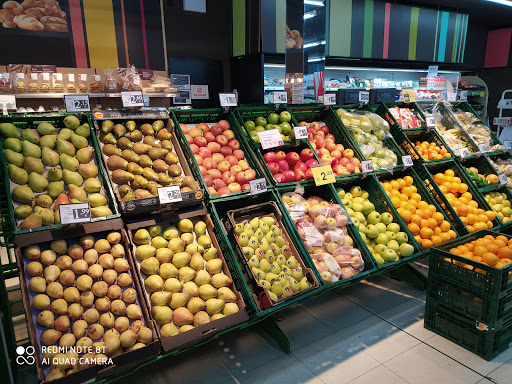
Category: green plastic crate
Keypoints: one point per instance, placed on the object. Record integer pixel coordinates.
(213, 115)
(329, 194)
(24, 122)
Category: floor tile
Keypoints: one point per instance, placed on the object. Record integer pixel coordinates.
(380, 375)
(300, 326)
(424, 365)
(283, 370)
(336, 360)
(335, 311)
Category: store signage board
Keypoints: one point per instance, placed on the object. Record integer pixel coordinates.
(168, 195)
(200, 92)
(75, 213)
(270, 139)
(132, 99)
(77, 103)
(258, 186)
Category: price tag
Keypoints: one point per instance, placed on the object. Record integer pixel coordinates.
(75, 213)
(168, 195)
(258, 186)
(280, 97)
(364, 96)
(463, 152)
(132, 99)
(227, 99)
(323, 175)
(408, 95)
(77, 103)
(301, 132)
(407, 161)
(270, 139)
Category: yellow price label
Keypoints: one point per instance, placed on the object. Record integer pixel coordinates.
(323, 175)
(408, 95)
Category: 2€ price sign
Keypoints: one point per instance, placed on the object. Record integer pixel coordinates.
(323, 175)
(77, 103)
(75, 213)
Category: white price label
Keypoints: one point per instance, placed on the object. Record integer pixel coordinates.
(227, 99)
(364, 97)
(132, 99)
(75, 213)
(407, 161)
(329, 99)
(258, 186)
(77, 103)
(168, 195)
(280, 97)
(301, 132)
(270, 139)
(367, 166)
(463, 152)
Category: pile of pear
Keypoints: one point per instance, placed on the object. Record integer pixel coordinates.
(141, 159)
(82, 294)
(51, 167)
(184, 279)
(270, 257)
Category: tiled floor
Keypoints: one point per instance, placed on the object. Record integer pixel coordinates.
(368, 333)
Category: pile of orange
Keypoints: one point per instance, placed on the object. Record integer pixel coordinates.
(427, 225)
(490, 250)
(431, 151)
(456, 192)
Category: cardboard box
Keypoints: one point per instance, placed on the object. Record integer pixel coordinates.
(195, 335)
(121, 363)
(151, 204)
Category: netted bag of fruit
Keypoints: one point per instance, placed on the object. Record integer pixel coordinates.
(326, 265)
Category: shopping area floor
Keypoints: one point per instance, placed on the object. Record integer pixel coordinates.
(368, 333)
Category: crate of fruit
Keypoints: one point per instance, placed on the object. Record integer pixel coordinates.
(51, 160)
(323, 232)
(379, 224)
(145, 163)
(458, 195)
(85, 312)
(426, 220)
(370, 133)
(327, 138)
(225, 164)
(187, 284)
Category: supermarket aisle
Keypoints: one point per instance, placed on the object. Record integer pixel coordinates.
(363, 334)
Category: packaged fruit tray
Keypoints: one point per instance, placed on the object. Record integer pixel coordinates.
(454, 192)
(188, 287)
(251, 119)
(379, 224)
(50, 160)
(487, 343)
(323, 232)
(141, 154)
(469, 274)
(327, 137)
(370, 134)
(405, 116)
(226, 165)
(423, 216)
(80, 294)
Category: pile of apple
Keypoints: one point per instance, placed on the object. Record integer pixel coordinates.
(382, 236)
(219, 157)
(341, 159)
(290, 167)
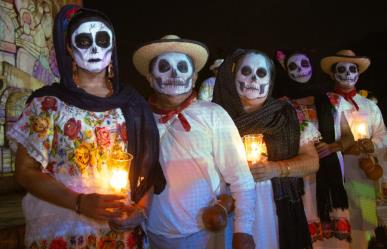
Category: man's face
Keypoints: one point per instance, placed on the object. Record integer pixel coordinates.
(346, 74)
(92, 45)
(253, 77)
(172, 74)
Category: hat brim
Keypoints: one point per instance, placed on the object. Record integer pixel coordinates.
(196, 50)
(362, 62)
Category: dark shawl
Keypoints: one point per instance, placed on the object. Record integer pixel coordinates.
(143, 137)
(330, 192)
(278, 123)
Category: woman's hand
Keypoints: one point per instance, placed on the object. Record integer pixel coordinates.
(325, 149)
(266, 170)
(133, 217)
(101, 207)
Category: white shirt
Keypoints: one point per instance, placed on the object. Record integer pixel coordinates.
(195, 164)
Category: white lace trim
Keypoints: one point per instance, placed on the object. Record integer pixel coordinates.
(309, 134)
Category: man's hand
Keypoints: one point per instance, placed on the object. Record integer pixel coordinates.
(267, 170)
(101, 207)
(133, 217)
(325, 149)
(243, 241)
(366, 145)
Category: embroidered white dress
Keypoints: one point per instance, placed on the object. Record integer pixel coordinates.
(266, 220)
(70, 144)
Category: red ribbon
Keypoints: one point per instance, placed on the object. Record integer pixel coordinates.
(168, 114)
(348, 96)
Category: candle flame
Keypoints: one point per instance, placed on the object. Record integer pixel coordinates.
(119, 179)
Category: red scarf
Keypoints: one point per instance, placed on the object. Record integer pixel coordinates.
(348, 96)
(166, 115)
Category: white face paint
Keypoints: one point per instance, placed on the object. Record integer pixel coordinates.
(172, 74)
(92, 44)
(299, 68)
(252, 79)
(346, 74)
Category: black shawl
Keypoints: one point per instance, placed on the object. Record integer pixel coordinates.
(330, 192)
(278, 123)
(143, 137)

◆ Task description
Reproduce each line word for word and drop the pictures.

◆ Response to this task
Category: green plastic crate
Keypoints: one point per instance, placed on the object. Record integer pixel coordinates.
(213, 115)
(329, 194)
(24, 122)
Category: floor tile
Keypoints: one point per instance, placed on the object. Record integer pixel coordinates.
(380, 375)
(300, 326)
(424, 365)
(283, 370)
(336, 360)
(335, 311)
Category: store signage board
Keypoints: one point per instance, placed on the object. Record integer pixel coordinates.
(168, 195)
(200, 92)
(75, 213)
(270, 139)
(132, 99)
(77, 103)
(258, 186)
Category: price tag
Keypoints: one point per instance, placed on the object. Record integer pixel coordinates.
(75, 213)
(168, 195)
(258, 186)
(280, 97)
(364, 96)
(463, 152)
(132, 99)
(227, 99)
(323, 175)
(408, 95)
(77, 103)
(301, 132)
(407, 161)
(270, 139)
Category: yellow price label
Keypoints: one point per instance, placed on the object. Record integer pixel coordinates.
(323, 175)
(408, 95)
Category: 2€ price sign
Keypoints: one point per instance, placed on the object. Record integer pixel coordinates.
(323, 175)
(77, 103)
(75, 213)
Category: white price label
Keypoints: one point per instance, placed on the object. Record integer pixel coordinates.
(227, 99)
(364, 97)
(132, 99)
(75, 213)
(407, 161)
(329, 99)
(258, 186)
(77, 103)
(168, 195)
(280, 97)
(301, 132)
(270, 139)
(367, 166)
(463, 152)
Category: pile of pear
Keypoints: one point per instance, placed on the object. Record integer pixel coordinates.
(141, 159)
(82, 294)
(51, 167)
(184, 279)
(270, 257)
Category: tiled floor
Keypoints: one point per instance, placed on the object. Record integer pixel coordinates.
(368, 333)
Category: pile of orange
Keypoints: one point per instance, placed on the object. Record integer pixel coordinates.
(427, 225)
(490, 250)
(431, 151)
(456, 192)
Category: cardboard box
Keypoints: one point per instance, placed on the object. Record integer pixel coordinates.
(195, 335)
(121, 363)
(151, 204)
Category: netted bag of fruit
Keypoints: one point per instance, placed on the object. Record integer pixel coordinates.
(326, 265)
Category: shopping area floor
Keypoints: one point per instance, placed on the object. Record integer pixel coordinates.
(368, 333)
Category: crate of fruit
Keypoints: one point per instance, placed on the object. Record integer pixel coordinates.
(51, 160)
(323, 232)
(379, 224)
(145, 163)
(458, 195)
(85, 312)
(426, 220)
(370, 133)
(327, 138)
(225, 164)
(187, 284)
Category: supermarket aisle
Keypoints: one point per instance, placed on the object. Record integer pixel coordinates.
(363, 334)
Category: packaged fruit tray
Keypoints: one point per instance, placed on the object. Record integer pixel coordinates.
(454, 192)
(188, 287)
(251, 119)
(379, 224)
(50, 160)
(487, 343)
(323, 232)
(141, 154)
(469, 274)
(327, 137)
(370, 134)
(405, 116)
(226, 165)
(423, 216)
(80, 294)
Category: pile of apple
Keypoints: one point per instance, placed on the object. Record integer pixel coordinates.
(382, 236)
(219, 157)
(341, 159)
(290, 167)
Category: man's face
Keypoints: one point per instance, placed on the object. Record integer pixel coordinates.
(346, 74)
(92, 45)
(253, 77)
(172, 74)
Category: hat brim
Keypoints: one point per instance, placed on the object. Record integer pixel coordinates.
(196, 50)
(362, 62)
Category: dark shawl
Keypoints: one point per instance, placed on the object. Record integer pixel coordinates.
(143, 137)
(330, 192)
(278, 123)
Category: woman's hand
Keypoints: one point per instance, placed on the object. Record integer pixel coordinates.
(325, 149)
(266, 170)
(133, 217)
(101, 207)
Category: white shirt
Keypoints: one point per instance, placed on the object. Record integer pixel coordinates.
(195, 164)
Category: white lace trim
Keypoints: one point per instance, placed on the object. Record integer pixel coordinates.
(309, 134)
Category: man's hand
Keypoints: one point per instance, placed on the object. Record integer pixel coordinates.
(267, 170)
(101, 207)
(133, 217)
(325, 149)
(243, 241)
(366, 145)
Category: embroidered white dress
Keypoints: one point per instance, placed on the object. Record integer pixel coordinates.
(266, 220)
(70, 144)
Category: red ribbon
Keypoints: one point per instance, placed on the object. Record integer pixel coordinates.
(168, 114)
(348, 96)
Category: candle flame
Keypoints: one point per instance, placed on the object. Record integer pixel coordinates.
(119, 179)
Category: red scarf
Keypoints: one point per instance, placed on the object. Record integer pixel coordinates.
(348, 96)
(166, 115)
Category: white face paint
Keypoints: one point per instance, placed on the object. Record integer pixel coordinates.
(172, 74)
(92, 44)
(299, 68)
(252, 79)
(346, 74)
Category: black shawl
Keypoints: one point per instance, placed on the object. Record integer pixel coordinates.
(330, 192)
(278, 123)
(143, 137)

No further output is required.